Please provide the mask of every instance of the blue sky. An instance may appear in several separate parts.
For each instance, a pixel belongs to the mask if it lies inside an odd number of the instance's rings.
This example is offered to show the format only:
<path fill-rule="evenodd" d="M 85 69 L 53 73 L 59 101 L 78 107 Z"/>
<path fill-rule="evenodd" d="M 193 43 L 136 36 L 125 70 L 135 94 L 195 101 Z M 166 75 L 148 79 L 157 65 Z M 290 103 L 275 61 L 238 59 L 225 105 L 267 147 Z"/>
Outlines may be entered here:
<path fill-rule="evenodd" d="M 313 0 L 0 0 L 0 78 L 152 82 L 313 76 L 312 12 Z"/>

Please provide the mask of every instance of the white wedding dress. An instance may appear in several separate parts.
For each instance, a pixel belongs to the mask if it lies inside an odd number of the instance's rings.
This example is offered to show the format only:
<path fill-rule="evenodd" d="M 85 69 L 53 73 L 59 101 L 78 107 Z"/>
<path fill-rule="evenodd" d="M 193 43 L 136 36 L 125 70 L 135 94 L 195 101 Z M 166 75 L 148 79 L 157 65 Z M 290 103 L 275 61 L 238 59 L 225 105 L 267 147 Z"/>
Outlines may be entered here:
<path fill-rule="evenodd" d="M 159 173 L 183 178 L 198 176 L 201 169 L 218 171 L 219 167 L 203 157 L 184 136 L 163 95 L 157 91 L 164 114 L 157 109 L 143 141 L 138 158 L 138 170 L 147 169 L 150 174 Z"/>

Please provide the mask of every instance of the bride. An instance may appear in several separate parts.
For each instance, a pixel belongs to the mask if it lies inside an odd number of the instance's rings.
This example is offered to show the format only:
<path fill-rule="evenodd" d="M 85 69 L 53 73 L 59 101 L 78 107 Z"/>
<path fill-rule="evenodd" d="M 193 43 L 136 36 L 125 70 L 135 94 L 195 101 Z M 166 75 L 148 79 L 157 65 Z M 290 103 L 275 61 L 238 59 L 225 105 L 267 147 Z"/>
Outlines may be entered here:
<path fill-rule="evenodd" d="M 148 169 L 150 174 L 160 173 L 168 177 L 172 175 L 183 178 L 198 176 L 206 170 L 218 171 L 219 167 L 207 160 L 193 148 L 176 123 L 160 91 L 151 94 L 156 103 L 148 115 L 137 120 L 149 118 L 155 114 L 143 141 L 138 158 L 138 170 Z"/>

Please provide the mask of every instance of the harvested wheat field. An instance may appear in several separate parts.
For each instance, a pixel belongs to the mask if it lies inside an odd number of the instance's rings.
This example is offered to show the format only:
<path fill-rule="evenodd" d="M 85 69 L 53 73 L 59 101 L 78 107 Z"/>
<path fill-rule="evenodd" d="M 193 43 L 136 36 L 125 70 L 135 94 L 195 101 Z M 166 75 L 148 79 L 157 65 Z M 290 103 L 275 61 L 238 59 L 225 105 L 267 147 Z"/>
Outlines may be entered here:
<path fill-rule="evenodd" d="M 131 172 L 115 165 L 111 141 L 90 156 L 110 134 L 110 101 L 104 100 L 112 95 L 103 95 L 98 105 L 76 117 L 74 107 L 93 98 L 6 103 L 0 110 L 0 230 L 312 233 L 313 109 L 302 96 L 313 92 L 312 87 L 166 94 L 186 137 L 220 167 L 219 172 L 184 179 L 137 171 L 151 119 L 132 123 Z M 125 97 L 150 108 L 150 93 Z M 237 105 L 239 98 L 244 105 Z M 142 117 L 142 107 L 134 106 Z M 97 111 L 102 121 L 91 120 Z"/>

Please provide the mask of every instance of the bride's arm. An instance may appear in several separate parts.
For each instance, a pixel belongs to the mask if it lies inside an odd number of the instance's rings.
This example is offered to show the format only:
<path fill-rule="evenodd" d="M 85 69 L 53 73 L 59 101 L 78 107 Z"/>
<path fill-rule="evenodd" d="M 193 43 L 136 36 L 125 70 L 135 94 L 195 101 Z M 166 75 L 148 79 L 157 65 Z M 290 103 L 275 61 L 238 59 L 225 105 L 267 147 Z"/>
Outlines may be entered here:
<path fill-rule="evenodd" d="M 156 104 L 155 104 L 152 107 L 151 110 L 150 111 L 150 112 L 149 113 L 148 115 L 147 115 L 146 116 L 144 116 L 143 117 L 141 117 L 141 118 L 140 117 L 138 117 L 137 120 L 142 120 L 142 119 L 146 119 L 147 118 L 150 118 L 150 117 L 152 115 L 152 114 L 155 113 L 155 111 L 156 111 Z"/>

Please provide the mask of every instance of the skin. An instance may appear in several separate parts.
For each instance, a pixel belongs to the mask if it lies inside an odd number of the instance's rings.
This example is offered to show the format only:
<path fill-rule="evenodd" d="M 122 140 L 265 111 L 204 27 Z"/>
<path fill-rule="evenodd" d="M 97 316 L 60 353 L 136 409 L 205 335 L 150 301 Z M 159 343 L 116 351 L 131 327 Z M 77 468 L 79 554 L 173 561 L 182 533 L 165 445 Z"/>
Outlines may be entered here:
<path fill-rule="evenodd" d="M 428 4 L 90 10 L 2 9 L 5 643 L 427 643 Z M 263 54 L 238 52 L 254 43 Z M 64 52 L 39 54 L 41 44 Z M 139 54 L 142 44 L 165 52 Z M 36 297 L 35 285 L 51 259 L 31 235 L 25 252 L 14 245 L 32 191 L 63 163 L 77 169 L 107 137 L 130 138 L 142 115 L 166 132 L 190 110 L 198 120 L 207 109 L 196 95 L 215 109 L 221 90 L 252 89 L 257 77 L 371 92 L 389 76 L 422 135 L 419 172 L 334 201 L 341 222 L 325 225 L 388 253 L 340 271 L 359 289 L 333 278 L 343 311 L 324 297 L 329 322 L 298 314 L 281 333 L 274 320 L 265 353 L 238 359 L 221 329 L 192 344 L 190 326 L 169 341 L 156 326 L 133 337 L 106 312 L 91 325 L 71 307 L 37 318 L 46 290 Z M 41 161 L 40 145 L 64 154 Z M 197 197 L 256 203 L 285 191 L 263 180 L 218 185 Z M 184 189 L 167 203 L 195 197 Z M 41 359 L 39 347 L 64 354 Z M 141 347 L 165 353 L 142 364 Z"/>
◇ ◇ ◇ ◇ ◇ ◇ ◇
Copy out all the rows above again, swapping "Outlines" for "Shapes" wherever it appears and leaving everything else the same.

Please provide the mask of every instance of the blue sky. An instance may appear in several separate parts.
For each instance, a pixel belongs to the mask if it lies inside an odd number of the instance's rings.
This example is offered to show the format only:
<path fill-rule="evenodd" d="M 85 69 L 53 73 L 59 101 L 78 107 Z"/>
<path fill-rule="evenodd" d="M 193 43 L 136 36 L 125 70 L 135 94 L 195 101 Z M 166 75 L 148 79 L 157 65 Z M 290 103 L 275 61 L 238 59 L 225 105 L 267 147 Z"/>
Shapes may be entered here:
<path fill-rule="evenodd" d="M 313 0 L 0 0 L 0 78 L 152 82 L 313 76 L 312 12 Z"/>

Please provide the mask of every instance of the white wedding dress. An instance may appear in several separate parts.
For each instance, a pixel belongs to the mask if it lies inside an odd number of the instance's rings.
This example is offered to show the format only:
<path fill-rule="evenodd" d="M 85 69 L 53 73 L 59 101 L 78 107 Z"/>
<path fill-rule="evenodd" d="M 193 43 L 136 36 L 125 70 L 135 94 L 195 101 Z M 166 75 L 148 79 L 157 65 Z M 290 103 L 275 61 L 238 59 L 225 105 L 267 147 Z"/>
Shapes may be entered here:
<path fill-rule="evenodd" d="M 159 173 L 183 178 L 198 176 L 201 169 L 218 171 L 219 167 L 203 157 L 184 136 L 163 95 L 157 91 L 164 114 L 157 109 L 143 141 L 138 158 L 138 170 L 147 169 L 150 174 Z"/>

Please provide the mask of every instance of the bride. An instance may appear in several separate parts.
For each instance, a pixel belongs to the mask if it lies inside an odd number of the instance's rings.
This example is offered to show the format only:
<path fill-rule="evenodd" d="M 85 69 L 53 73 L 59 101 L 78 107 Z"/>
<path fill-rule="evenodd" d="M 193 43 L 136 36 L 125 70 L 135 94 L 195 101 Z M 166 75 L 148 79 L 157 65 Z M 290 103 L 275 61 L 238 59 L 225 105 L 267 147 Z"/>
Shapes may be entered here:
<path fill-rule="evenodd" d="M 148 169 L 150 174 L 160 173 L 168 177 L 172 175 L 183 178 L 198 176 L 206 170 L 218 171 L 219 167 L 207 160 L 193 148 L 176 123 L 160 91 L 151 94 L 156 103 L 148 115 L 137 120 L 149 118 L 155 114 L 143 141 L 138 158 L 138 170 Z"/>

Please provide the mask of every instance of the harvested wheat field. An instance may appear in several separate parts.
For each instance, a pixel belongs to the mask if it lies inside an odd number of the instance's rings.
This example is offered to show the format only:
<path fill-rule="evenodd" d="M 85 69 L 53 73 L 59 101 L 78 107 Z"/>
<path fill-rule="evenodd" d="M 193 43 L 136 36 L 125 70 L 135 94 L 195 101 Z M 166 75 L 148 79 L 157 65 Z M 290 103 L 275 61 L 238 59 L 225 105 L 267 147 Z"/>
Shapes may be entered here:
<path fill-rule="evenodd" d="M 131 172 L 115 165 L 111 141 L 90 156 L 110 134 L 110 101 L 104 100 L 112 95 L 103 95 L 98 105 L 76 117 L 74 107 L 93 98 L 6 103 L 0 110 L 0 230 L 312 233 L 313 109 L 302 96 L 313 92 L 312 87 L 166 94 L 186 137 L 220 167 L 219 172 L 184 179 L 137 171 L 151 119 L 132 123 Z M 125 97 L 150 108 L 150 93 Z M 237 105 L 239 98 L 244 105 Z M 142 117 L 142 107 L 134 106 Z M 97 111 L 102 121 L 91 120 Z"/>

Please provide the mask of every instance of the bride's arm. An instance may appear in several separate parts.
For each instance, a pixel belongs to the mask if it lies inside an odd number of the instance's rings.
This example is offered to show the format only:
<path fill-rule="evenodd" d="M 85 69 L 53 73 L 59 101 L 78 107 Z"/>
<path fill-rule="evenodd" d="M 193 43 L 136 36 L 125 70 L 135 94 L 195 101 Z M 166 75 L 148 79 L 157 65 Z M 290 103 L 275 61 L 238 59 L 225 105 L 267 147 Z"/>
Shapes may be entered here:
<path fill-rule="evenodd" d="M 156 104 L 155 104 L 152 107 L 151 110 L 150 111 L 150 112 L 149 113 L 148 115 L 147 115 L 146 116 L 144 116 L 143 117 L 141 117 L 141 118 L 140 117 L 138 117 L 137 120 L 142 120 L 142 119 L 146 119 L 147 118 L 150 118 L 150 117 L 152 115 L 152 114 L 155 113 L 155 111 L 156 111 Z"/>

Please provide the mask of every instance of the skin. An instance may appear in several separate parts.
For each instance, a pixel belongs to the mask if it lies inside an odd number of the instance's rings.
This example is offered to show the format only:
<path fill-rule="evenodd" d="M 122 140 L 265 111 L 204 27 Z"/>
<path fill-rule="evenodd" d="M 97 316 L 60 353 L 136 409 L 205 335 L 150 301 Z M 159 343 L 116 351 L 131 327 Z M 77 468 L 79 554 L 173 561 L 182 533 L 165 445 Z"/>
Shapes may be entered here:
<path fill-rule="evenodd" d="M 428 4 L 90 10 L 2 9 L 5 643 L 427 643 Z M 263 54 L 238 52 L 254 43 Z M 64 52 L 39 54 L 41 44 Z M 139 54 L 142 44 L 165 52 Z M 36 297 L 35 285 L 51 259 L 31 235 L 25 252 L 14 245 L 32 191 L 63 163 L 77 169 L 107 137 L 130 138 L 142 115 L 166 132 L 190 110 L 198 120 L 207 109 L 196 95 L 215 109 L 221 90 L 252 89 L 257 77 L 371 92 L 389 76 L 422 135 L 419 172 L 334 201 L 341 222 L 325 225 L 388 253 L 340 271 L 359 289 L 333 278 L 343 311 L 324 297 L 329 322 L 298 314 L 281 333 L 274 320 L 265 353 L 238 359 L 221 329 L 192 344 L 190 326 L 169 341 L 156 326 L 133 337 L 106 312 L 91 325 L 71 307 L 37 318 L 46 290 Z M 41 161 L 40 145 L 64 154 Z M 197 197 L 256 203 L 285 191 L 263 180 L 218 185 Z M 184 189 L 167 203 L 195 197 Z M 41 359 L 39 347 L 64 354 Z M 141 347 L 165 353 L 142 364 Z"/>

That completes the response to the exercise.